WHAT TO PRODUCE:
As you look over the data below, please find each line where the word "sunglasses" appears, then copy it.

DATA FOR PROCESSING:
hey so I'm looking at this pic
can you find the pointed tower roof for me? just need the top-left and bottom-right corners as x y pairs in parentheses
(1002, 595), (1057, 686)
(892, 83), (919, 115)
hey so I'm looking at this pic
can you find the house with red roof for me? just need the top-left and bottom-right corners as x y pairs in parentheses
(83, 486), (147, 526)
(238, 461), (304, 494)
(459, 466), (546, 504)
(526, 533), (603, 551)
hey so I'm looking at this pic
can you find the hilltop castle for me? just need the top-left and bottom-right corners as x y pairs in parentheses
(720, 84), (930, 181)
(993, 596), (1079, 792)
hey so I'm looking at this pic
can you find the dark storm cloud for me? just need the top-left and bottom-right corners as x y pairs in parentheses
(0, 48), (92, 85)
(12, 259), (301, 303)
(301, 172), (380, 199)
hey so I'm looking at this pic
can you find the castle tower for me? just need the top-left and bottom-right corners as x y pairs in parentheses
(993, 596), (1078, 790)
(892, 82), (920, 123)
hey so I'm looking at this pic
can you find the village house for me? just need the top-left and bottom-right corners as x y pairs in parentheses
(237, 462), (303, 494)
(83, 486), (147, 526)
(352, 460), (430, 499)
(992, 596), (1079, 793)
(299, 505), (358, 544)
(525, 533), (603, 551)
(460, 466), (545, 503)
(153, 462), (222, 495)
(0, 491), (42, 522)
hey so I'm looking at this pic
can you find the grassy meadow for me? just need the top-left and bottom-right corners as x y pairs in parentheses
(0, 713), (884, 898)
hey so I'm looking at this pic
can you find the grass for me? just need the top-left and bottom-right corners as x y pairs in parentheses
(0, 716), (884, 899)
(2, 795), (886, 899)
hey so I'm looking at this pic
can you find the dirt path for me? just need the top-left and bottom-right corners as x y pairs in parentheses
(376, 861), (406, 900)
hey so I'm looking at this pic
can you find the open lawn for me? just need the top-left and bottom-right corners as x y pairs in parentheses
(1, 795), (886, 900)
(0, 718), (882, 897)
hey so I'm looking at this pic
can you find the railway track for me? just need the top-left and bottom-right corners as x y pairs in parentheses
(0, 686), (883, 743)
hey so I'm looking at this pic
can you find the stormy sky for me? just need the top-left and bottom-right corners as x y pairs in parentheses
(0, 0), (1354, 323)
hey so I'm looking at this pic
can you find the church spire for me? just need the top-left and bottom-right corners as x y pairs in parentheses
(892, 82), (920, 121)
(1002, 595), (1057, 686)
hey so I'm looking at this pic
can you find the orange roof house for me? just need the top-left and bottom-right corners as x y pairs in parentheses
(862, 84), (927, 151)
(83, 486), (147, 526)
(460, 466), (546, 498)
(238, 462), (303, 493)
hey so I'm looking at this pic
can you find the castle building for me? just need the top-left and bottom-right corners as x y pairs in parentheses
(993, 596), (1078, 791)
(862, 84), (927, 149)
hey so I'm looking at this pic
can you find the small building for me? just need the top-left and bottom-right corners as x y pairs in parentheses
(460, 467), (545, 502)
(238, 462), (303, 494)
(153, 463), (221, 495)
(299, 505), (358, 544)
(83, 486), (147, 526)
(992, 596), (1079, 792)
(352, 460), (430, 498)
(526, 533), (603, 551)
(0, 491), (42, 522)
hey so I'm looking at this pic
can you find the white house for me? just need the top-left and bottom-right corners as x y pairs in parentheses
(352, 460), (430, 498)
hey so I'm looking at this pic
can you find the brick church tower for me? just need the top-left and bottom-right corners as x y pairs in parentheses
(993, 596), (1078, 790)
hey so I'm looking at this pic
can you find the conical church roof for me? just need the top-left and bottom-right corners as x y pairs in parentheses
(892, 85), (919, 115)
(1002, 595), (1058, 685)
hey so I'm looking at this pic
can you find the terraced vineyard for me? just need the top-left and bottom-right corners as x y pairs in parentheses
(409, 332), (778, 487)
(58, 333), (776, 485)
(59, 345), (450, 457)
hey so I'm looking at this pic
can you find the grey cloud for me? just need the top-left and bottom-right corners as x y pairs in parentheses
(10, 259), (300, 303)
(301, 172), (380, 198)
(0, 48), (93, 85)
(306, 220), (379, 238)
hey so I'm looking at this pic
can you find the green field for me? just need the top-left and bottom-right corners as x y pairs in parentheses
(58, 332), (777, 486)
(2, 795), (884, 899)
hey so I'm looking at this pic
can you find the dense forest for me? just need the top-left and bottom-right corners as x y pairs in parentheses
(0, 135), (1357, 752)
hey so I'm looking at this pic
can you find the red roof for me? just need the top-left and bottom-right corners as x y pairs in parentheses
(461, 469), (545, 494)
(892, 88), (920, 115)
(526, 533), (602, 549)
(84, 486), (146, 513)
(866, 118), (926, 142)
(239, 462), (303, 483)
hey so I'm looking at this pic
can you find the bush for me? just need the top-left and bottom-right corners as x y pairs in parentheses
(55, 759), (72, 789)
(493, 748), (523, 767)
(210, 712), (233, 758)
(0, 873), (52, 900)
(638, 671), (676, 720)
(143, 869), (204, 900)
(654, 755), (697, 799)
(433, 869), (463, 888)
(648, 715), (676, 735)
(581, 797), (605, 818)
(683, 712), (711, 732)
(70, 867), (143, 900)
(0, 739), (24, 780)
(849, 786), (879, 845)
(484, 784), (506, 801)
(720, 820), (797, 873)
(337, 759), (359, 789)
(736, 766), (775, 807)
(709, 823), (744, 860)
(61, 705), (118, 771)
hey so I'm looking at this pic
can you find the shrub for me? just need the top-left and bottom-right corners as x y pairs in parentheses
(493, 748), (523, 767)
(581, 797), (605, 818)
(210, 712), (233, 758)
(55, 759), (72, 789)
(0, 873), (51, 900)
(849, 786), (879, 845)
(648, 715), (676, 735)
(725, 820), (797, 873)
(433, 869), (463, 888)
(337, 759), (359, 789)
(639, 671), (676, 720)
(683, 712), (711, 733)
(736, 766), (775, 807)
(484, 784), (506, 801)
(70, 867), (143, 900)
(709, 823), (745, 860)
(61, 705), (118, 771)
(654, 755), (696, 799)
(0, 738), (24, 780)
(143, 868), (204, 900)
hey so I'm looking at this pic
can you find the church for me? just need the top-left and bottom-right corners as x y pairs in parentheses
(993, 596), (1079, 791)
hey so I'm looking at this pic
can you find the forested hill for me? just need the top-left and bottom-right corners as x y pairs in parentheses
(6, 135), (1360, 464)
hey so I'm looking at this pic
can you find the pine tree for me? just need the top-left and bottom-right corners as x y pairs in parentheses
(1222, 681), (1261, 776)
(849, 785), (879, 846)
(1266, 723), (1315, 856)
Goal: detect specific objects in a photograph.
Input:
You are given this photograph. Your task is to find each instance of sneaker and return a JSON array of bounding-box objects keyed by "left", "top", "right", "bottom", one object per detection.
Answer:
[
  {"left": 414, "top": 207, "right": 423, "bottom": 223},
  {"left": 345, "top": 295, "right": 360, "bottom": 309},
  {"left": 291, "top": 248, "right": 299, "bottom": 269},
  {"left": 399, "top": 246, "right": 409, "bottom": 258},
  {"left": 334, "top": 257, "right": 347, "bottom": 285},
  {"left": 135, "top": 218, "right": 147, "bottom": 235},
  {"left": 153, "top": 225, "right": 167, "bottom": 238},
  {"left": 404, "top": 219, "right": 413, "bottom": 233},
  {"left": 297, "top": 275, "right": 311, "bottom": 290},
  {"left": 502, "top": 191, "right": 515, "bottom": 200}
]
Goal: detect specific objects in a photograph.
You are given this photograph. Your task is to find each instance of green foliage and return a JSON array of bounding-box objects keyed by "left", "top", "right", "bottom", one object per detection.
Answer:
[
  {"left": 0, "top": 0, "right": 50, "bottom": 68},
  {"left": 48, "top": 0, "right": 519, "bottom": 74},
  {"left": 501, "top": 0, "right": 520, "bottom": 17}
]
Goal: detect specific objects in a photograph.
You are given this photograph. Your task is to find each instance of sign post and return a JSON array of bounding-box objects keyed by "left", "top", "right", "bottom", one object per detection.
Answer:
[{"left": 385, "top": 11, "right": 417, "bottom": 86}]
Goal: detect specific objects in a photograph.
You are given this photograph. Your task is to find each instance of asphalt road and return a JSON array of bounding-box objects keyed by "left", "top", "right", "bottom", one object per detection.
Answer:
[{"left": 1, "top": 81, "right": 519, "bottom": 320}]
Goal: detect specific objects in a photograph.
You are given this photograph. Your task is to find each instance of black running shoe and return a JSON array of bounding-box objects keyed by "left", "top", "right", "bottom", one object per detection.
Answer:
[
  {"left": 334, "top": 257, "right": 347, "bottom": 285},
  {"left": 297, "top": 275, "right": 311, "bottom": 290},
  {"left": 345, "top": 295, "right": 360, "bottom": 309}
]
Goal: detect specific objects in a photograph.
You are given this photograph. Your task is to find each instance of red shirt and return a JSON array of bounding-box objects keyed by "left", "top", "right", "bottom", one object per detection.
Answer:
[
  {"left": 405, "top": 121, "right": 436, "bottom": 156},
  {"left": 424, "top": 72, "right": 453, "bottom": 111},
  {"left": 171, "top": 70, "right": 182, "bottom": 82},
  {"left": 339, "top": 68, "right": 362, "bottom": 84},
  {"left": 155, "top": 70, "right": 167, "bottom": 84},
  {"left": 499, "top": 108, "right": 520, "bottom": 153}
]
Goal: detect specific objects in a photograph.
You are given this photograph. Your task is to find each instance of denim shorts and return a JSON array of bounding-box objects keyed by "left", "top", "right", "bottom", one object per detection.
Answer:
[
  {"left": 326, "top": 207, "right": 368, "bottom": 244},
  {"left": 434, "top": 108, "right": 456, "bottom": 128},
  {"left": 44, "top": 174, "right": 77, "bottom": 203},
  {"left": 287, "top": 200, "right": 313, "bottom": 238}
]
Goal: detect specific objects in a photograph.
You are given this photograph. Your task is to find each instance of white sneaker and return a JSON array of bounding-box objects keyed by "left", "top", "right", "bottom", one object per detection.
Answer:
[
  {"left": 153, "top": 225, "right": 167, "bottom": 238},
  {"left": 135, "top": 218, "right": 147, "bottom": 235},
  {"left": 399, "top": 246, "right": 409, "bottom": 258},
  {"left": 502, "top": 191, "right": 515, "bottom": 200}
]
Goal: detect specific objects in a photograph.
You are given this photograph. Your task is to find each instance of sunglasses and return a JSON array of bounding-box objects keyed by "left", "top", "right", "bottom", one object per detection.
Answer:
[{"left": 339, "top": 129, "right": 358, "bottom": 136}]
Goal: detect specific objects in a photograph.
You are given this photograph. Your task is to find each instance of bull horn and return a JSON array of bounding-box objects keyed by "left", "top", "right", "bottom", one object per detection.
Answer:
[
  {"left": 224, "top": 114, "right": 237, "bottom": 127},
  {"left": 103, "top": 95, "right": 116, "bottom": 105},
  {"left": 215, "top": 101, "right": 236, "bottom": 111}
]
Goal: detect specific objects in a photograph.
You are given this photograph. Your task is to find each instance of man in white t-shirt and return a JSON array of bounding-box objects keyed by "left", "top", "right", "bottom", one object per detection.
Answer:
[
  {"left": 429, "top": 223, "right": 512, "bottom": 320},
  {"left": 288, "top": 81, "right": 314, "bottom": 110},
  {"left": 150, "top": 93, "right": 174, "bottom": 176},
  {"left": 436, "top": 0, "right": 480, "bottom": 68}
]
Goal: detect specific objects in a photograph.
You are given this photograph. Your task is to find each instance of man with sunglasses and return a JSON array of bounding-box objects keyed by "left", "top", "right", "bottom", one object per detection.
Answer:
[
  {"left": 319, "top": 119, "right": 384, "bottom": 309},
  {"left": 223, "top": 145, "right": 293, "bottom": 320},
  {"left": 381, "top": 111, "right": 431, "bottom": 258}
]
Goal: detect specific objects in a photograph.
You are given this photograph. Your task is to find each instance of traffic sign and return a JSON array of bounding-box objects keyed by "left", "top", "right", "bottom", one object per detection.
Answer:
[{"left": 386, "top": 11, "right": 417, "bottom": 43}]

RESPONSE AREA:
You are given this photograph. Your task is to find each instance of sunglasses and return a JSON array of bounding-box objects keyed by "left", "top", "right", "bottom", one object per detection.
You are given this photograph. Your task is to find each instance of man with sunglasses and return a JSON array of bounding-box objects keyed by "left", "top", "right", "bottom", one object per detection.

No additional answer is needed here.